Testo fornito —
Il giorno successivo partiamo per il campo 2 piazzato purtroppo solamente a quota 3200 al limite delle nevi oltre il quale i cavalli non possono salire; la giornata è spettacolare e davanti a noi si erge il monte Ararat 5165 m; osserviamo le tracce di salita degli svizzeri che ci precedono: la salita è un colpo di fucile diretta alla vetta; unico neo i 1800 metri di dislivello anziché i 1200 preventivati!; giornata di acclimatamento, cena alle 17:00 e via a dormire o almeno tentare di riposare un po’.

Cosa richiede —
Nel testo fornito qui sopra, relativo alla salita verso il monte Ararat, elenca tutti i numeri che indicano una quota o un dislivello.

Estratto dei dati —

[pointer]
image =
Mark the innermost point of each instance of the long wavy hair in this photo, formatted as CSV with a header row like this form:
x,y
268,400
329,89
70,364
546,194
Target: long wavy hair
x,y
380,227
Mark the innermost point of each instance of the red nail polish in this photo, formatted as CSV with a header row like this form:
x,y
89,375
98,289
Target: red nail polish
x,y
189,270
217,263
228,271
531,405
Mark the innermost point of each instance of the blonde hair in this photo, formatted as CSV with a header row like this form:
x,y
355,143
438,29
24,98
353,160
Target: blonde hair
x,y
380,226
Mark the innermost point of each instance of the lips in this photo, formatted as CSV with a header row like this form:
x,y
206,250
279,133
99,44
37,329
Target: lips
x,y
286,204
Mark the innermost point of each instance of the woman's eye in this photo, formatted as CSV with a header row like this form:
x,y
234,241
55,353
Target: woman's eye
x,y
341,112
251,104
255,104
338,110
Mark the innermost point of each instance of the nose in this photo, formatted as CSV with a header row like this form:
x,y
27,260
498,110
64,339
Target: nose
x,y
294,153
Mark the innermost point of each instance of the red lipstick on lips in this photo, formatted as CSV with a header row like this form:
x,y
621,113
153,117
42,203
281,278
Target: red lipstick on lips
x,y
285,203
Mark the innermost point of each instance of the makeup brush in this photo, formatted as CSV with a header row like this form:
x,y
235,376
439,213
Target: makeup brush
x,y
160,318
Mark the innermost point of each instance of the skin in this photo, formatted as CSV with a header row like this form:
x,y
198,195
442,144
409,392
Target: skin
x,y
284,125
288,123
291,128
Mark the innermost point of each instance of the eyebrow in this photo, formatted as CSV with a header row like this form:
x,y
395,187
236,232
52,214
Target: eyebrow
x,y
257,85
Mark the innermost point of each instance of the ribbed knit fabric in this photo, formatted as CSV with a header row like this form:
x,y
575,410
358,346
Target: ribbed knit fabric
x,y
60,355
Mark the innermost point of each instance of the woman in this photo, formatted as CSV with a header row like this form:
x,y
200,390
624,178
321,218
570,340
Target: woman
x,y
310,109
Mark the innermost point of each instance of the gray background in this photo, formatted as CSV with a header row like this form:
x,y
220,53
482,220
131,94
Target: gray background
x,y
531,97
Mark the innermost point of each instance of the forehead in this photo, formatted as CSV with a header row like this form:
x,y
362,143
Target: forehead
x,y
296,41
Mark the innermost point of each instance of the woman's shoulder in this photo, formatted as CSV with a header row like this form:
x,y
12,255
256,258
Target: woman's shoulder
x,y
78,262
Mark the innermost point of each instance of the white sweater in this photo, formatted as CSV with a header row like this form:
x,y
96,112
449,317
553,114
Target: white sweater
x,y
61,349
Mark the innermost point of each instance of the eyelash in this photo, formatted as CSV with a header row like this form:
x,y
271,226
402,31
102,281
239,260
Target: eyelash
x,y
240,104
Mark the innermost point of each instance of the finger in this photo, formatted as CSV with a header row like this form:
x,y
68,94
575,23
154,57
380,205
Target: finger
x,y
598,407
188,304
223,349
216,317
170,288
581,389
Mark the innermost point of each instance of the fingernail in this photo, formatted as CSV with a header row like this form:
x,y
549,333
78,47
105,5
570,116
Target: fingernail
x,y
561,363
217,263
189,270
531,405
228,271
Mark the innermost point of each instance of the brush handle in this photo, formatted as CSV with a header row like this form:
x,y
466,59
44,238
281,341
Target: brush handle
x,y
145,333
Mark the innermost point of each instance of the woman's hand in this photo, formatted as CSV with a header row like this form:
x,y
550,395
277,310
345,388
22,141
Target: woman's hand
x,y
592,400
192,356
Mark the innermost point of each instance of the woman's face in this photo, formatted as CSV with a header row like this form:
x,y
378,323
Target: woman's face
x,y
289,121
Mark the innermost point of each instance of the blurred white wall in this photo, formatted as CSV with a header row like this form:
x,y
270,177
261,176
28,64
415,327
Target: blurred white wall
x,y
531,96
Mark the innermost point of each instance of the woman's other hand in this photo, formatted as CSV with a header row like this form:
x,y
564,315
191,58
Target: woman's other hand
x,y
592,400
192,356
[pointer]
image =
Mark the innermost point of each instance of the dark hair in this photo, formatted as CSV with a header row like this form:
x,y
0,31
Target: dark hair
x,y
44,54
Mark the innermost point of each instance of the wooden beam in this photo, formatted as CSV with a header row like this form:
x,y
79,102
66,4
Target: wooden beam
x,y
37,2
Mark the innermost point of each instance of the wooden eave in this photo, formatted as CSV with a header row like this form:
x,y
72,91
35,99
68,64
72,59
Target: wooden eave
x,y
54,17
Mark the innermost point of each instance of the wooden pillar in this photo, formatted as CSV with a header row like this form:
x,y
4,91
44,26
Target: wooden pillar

Risultato dell'esercizio —
- 3200 (quota del campo 2)
- 5165 m (altezza del monte Ararat)
- 1800 metri (dislivello effettivo)
- 1200 (dislivello preventivato)